Meet Bob, PML’s Second ‘Primary’ Coordinate Measuring Machine

NIST’s overworked calibration tool gets a brother

Published: Tuesday, November 8, 2016 - 16:46

Until recently, if a company wanted the best measurements in the world for the physical dimensions of one of its dimensional standards, it had to book time on the NIST Physical Measurement Laboratory’s (PML) Moore M48 coordinate measuring machine (CMM). Operating at NIST since 2000, this CMM—referred to as the “primary”—is an instrument the size of a small truck. Made of cast iron, it uses a touch probe to detect, and an integrated laser interferometer to measure, the distances between points on an object in three dimensions with ten billionths of a meter sensitivity.

Customers who rely on PML’s calibrations with the “primary” Moore M48 include the military, academia, other government calibration and research labs, private-industry calibration labs, discrete part manufacturers, and instrument manufacturers. The primary’s services are so popular that customers often have to wait several months for time to be available on the machine. As a result, the CMM is now working almost every day of the year, which leaves little to no time for upkeep or the development of new services.

“Sixteen years of running the machine 300-plus days a year continuously, you’re going to see issues that need to be fixed,” says project leader Eric Stanfield.

Now, after years of modification, development, and extensive testing, PML’s Engineering Physics Division has commissioned a second Moore M48 CMM—which they’ve nicknamed “Bob”—to share the primary machine’s calibration workload. As of summer of 2016, Bob was officially online and being used for calibration services, at least in one dimension, with accuracy nearly identical to the best-in-the-world measurements on the primary CMM.


Image 1: NIST’s new coordinate measuring machine, “Bob.”

A CMM family

The primary Moore M48 and Bob are nearly identical in design because they are actually siblings, two of five CMMs made by the Moore Tool Co. during the 1980s. Stanfield says these five machines are known for their simple mechanical design, rigidity, highly repeatable motion that is very nearly perfect (in comparison to commercially available CMMs), and long-term dimensional stability.

- Provided data

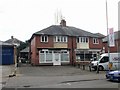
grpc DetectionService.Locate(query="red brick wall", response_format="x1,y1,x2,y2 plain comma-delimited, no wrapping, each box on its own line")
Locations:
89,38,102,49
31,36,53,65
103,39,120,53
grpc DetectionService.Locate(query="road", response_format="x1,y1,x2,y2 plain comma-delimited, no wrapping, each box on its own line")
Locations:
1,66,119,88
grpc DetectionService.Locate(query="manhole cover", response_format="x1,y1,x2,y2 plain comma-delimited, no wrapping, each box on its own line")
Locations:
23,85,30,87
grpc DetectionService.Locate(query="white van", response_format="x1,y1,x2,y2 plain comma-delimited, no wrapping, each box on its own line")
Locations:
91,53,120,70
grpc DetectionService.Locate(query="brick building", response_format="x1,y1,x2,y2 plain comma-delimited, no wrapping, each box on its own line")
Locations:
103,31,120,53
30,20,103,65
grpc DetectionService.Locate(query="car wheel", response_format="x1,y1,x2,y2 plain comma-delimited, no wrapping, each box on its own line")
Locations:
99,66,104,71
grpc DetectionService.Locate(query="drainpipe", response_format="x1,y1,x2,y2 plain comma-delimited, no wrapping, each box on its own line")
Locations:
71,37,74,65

* * *

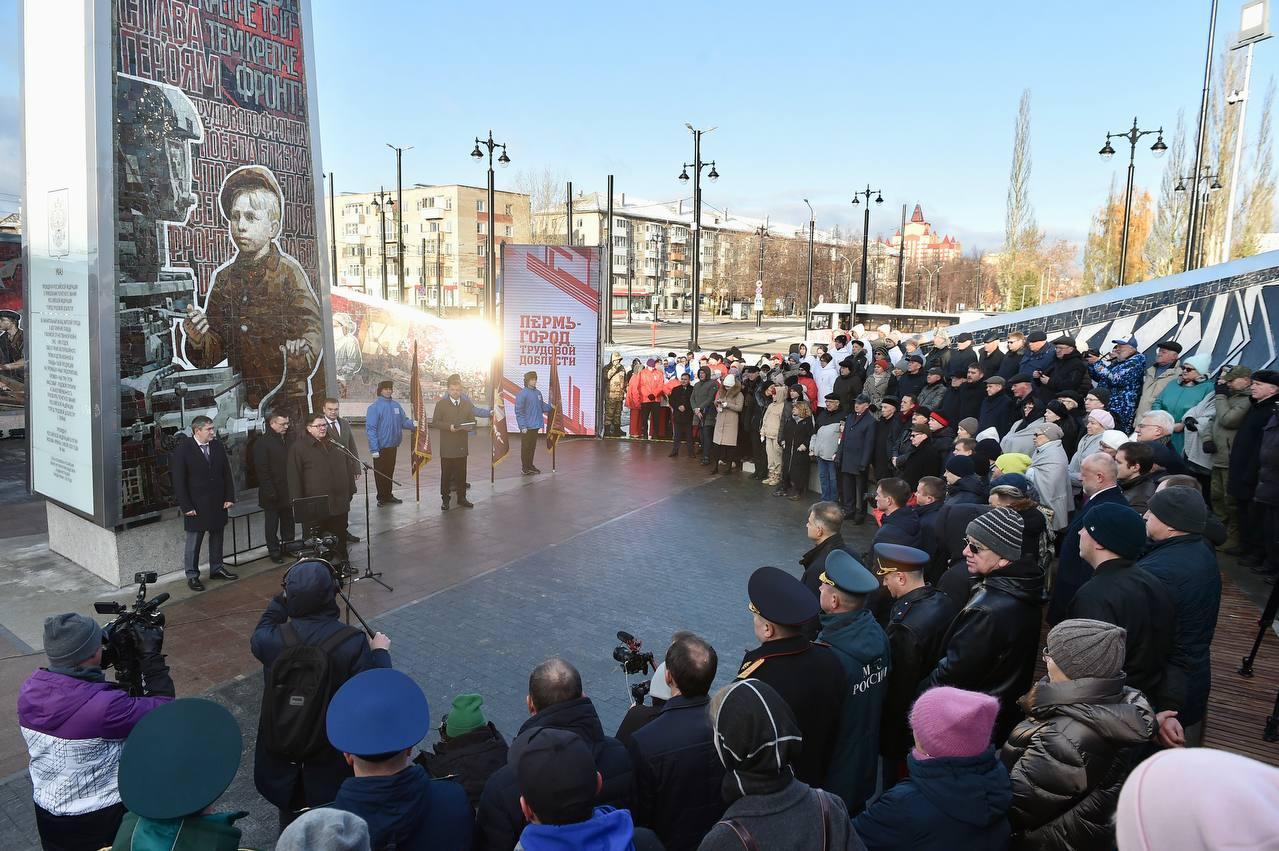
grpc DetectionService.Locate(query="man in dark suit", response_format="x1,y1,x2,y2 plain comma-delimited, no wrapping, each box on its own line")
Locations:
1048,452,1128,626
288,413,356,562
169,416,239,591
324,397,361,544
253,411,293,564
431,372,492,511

- Work to complete
• A. Repeat the section of the NIST coordinate measuring machine article from "Customers who rely" to "of new services.".
• B. Pick up the article on NIST's second Moore M48 coordinate measuring machine and keep writing it from the point where it ends.

- Results for each task
• A.
Customers who rely on PML’s calibrations with the “primary” Moore M48 include the military, academia, other government calibration and research labs, private-industry calibration labs, discrete part manufacturers, and instrument manufacturers. The primary’s services are so popular that customers often have to wait several months for time to be available on the machine. As a result, the CMM is now working almost every day of the year, which leaves little to no time for upkeep or the development of new services.

• B.
“Sometimes investing in new technology isn’t the way to go,” says Stanfield. “We know just about everything we need to know about these Moore machines.”

Stanfield says that Bob’s current focus is on 1D measurements, which means Bob can take about 100 measurement jobs off the primary CMM’s hands each year, giving PML staff the time to take on more unusual service orders. Typical items that will be transferred to Bob include nonstandard-size and material gauge blocks and similar-length standards, step gauges, and plain ring-and-plug gauges.


Image 2: Ring gauges ready to be measured on Bob. The ruby-tipped shaft (center) is the touch probe.

“There are customer requests all the time for special, weird things that are one-off standards that a company needs measured,” Stanfield says. “Sometimes we have to turn these down if the path forward on measuring them isn’t clear, since we don’t have time to evaluate the capability on the machine first."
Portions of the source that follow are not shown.